WHAT TO DO: Determine how many lines of the material below include "like", and reply with that number alone.

DATA TO PROCESS:

_____

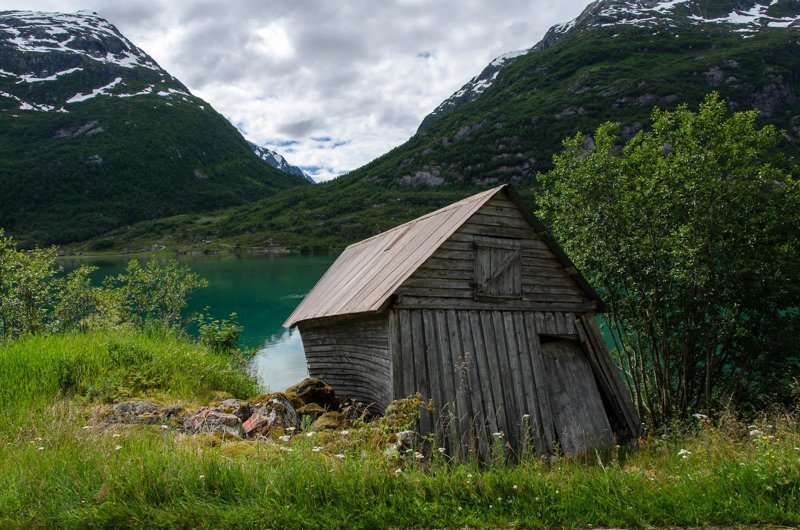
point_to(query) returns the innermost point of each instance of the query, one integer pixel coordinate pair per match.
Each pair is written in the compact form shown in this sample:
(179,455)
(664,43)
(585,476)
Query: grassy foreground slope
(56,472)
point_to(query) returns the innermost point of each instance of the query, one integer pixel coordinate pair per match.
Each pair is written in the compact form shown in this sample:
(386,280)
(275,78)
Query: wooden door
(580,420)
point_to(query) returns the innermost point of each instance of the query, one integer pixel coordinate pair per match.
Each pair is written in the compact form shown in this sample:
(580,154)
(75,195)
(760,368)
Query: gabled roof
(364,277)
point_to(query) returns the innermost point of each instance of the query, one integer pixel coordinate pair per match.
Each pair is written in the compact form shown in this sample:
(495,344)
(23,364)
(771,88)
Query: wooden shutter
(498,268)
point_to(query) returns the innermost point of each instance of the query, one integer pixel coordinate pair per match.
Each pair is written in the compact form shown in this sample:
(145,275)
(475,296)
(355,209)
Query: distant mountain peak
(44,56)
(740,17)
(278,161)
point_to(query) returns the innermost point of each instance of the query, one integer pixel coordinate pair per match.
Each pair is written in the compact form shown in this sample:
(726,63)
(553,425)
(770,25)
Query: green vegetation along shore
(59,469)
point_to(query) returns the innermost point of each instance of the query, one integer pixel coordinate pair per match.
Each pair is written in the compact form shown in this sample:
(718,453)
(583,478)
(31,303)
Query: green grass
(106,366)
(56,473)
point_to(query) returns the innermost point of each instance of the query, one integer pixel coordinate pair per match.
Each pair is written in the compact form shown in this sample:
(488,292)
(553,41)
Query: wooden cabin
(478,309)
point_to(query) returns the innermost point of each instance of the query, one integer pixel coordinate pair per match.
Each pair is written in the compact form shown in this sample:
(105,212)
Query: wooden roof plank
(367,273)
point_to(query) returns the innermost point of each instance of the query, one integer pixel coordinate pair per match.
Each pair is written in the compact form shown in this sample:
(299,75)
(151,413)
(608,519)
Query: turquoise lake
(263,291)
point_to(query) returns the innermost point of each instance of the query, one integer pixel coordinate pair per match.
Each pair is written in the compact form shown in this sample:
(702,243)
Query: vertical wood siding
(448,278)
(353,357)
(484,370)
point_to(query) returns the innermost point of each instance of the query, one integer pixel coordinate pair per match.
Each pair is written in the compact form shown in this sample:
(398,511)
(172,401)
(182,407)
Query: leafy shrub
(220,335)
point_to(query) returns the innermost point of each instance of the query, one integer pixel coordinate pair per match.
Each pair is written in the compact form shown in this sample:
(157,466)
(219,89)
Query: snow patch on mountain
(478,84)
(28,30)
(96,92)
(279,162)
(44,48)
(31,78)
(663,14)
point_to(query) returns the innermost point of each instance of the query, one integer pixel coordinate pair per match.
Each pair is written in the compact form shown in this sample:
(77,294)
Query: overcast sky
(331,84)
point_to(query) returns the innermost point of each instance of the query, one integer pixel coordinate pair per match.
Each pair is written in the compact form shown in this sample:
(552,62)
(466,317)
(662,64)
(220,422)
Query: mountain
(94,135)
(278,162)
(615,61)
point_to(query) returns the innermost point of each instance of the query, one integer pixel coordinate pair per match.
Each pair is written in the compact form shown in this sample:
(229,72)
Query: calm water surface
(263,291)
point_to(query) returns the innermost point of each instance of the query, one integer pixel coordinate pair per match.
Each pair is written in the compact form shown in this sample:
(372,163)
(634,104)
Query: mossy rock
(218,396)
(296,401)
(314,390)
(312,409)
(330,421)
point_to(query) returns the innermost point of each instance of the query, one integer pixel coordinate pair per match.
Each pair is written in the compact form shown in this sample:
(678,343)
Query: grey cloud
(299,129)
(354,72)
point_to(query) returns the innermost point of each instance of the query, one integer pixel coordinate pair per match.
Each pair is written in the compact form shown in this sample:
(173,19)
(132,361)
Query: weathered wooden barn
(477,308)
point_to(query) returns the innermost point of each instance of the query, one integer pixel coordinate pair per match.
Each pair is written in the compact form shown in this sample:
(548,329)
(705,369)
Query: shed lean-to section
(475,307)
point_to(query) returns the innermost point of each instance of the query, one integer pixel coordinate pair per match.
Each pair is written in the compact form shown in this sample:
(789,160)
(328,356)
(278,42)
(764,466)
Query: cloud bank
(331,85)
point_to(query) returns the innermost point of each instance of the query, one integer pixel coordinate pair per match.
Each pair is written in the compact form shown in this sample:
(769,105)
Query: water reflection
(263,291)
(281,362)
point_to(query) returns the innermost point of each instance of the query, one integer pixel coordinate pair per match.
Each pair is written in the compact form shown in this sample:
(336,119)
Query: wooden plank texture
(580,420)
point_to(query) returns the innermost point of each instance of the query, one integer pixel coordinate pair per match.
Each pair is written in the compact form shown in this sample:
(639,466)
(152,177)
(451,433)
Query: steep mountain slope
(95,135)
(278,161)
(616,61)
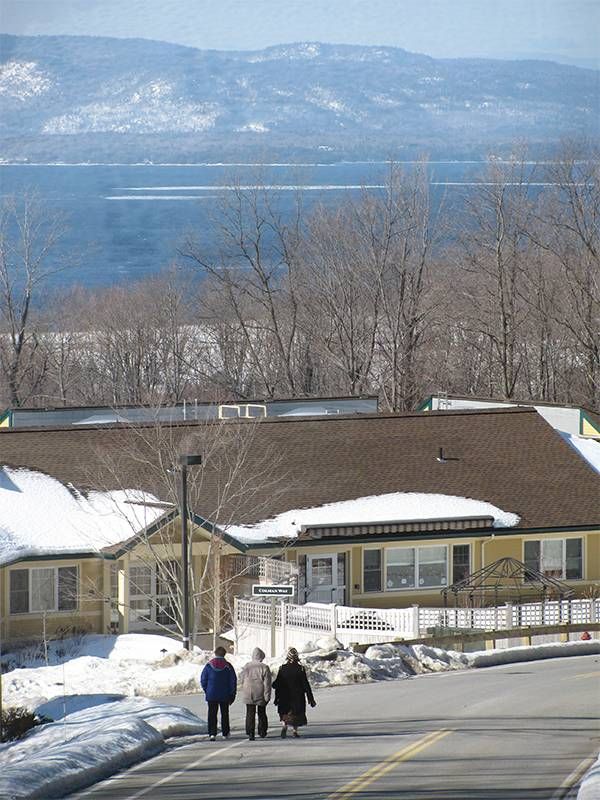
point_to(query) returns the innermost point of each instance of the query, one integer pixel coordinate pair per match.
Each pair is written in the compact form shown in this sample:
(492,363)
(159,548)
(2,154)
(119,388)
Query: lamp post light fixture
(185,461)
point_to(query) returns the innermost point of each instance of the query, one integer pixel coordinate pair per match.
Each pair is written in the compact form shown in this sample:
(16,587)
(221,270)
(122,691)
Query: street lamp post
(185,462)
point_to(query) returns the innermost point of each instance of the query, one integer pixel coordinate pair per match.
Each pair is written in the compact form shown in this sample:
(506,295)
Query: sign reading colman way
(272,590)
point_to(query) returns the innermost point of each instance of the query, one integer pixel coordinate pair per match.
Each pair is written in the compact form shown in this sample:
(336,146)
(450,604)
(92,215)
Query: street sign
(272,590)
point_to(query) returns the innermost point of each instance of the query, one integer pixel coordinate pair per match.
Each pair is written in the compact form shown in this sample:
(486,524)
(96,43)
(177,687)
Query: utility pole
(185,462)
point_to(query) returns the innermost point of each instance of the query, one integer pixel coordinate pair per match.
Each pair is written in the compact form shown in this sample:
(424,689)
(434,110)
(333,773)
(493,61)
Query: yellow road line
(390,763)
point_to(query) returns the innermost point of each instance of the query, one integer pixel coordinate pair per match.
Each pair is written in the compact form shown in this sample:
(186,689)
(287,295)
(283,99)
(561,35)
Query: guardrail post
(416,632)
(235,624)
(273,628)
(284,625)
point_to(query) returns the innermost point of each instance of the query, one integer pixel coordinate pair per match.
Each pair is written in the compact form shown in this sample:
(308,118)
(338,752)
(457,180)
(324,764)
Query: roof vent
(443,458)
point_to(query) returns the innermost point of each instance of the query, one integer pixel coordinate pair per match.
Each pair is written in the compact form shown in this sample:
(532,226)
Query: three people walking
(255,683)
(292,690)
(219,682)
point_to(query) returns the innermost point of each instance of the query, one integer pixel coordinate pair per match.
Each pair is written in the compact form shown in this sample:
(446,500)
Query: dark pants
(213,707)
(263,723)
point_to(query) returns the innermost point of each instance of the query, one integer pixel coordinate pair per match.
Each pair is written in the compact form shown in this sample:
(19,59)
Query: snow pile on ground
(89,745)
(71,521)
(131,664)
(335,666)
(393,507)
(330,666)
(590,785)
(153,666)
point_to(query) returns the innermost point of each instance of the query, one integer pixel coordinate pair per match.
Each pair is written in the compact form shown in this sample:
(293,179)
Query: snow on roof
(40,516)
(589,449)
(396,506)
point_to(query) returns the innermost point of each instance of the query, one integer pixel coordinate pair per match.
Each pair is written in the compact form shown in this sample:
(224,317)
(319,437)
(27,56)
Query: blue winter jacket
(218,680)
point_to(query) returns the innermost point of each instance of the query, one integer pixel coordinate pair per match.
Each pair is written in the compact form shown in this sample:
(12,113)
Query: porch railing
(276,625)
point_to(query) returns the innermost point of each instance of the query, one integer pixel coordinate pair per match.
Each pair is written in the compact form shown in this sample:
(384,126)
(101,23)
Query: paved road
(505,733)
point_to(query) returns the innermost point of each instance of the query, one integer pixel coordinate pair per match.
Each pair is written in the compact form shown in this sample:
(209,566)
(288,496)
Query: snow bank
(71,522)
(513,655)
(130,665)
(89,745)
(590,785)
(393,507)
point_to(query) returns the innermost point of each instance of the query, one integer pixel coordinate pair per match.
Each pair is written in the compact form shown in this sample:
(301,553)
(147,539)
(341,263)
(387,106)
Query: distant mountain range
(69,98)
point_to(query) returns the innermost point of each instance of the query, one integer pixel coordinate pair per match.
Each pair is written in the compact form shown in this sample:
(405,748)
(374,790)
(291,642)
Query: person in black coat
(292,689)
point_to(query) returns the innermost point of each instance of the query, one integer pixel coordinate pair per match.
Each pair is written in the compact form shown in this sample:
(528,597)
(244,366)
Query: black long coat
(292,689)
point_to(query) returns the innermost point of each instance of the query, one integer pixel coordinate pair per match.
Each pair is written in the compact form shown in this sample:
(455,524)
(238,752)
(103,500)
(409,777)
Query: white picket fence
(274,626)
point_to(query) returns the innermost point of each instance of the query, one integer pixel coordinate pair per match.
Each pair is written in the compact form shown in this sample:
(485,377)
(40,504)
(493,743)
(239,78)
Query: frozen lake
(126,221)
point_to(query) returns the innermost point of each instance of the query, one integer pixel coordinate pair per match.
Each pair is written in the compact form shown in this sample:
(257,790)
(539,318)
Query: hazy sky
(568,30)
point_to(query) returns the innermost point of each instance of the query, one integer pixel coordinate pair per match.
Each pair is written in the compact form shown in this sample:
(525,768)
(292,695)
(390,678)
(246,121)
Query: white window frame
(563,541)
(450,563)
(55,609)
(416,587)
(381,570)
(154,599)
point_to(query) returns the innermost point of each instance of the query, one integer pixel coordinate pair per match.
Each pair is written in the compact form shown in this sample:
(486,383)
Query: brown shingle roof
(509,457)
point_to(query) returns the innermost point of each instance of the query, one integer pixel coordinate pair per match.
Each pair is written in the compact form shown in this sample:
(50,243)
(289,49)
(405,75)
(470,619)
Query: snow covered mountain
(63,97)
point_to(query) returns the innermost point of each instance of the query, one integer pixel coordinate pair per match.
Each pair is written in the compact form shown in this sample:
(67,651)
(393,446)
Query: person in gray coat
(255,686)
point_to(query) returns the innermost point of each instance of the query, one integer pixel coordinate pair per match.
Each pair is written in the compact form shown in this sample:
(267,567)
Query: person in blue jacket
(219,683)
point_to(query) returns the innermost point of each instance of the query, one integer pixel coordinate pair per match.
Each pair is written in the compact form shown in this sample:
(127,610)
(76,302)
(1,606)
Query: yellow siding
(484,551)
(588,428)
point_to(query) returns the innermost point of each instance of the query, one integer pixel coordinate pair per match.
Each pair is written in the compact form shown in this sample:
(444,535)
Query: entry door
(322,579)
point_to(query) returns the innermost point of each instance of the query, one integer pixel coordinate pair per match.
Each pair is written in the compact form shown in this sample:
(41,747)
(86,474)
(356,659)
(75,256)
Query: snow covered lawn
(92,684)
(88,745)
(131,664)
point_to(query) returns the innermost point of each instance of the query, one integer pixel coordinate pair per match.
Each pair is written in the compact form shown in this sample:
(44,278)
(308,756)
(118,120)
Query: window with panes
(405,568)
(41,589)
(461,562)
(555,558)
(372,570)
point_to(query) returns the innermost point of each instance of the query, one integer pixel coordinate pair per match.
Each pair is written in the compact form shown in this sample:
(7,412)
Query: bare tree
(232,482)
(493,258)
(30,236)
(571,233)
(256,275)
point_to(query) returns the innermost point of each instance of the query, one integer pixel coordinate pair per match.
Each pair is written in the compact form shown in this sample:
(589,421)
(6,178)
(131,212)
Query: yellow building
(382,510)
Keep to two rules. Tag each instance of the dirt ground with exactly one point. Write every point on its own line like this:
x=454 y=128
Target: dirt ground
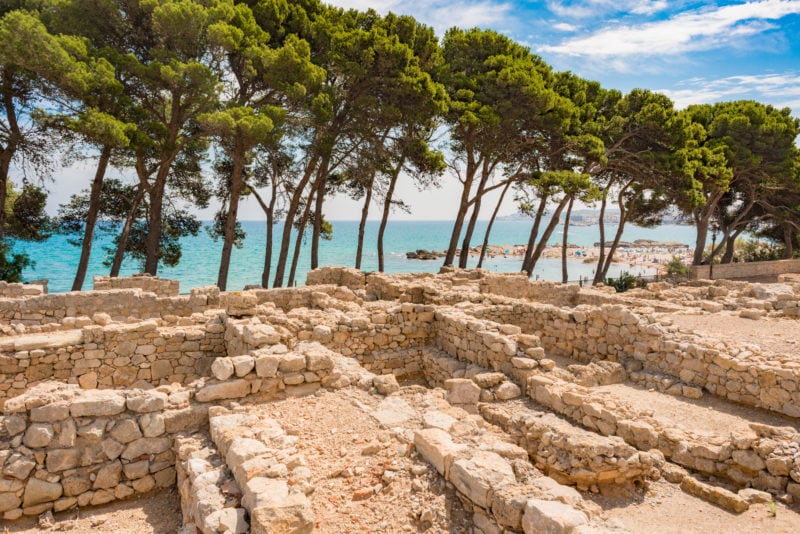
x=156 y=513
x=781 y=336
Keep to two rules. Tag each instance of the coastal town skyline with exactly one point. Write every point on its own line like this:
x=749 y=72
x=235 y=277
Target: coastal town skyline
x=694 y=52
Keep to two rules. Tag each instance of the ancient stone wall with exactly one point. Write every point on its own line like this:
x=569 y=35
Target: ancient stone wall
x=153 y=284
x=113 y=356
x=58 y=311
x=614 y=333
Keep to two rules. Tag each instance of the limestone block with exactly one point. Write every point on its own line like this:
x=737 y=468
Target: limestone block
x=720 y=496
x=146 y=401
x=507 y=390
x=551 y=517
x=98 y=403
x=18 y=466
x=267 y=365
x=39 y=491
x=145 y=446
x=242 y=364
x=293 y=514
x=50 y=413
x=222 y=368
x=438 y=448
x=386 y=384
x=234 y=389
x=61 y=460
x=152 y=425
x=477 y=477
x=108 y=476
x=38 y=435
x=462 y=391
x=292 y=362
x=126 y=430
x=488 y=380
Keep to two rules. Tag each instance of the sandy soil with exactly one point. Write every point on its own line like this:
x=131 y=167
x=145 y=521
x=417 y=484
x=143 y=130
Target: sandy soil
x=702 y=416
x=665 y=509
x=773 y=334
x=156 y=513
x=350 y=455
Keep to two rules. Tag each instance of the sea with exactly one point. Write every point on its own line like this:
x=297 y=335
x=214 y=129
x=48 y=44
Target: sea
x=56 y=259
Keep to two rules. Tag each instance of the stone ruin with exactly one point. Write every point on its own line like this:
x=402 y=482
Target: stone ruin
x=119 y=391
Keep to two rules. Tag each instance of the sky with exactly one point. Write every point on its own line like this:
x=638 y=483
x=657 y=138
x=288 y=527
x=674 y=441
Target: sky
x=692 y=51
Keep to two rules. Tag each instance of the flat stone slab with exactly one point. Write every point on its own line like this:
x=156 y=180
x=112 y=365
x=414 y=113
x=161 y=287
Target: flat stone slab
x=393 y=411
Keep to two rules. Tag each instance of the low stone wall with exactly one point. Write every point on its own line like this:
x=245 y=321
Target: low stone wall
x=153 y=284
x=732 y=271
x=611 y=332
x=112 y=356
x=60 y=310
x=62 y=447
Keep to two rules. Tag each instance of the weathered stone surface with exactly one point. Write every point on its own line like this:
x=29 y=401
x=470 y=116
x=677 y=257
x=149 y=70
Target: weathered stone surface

_____

SOLUTION: 11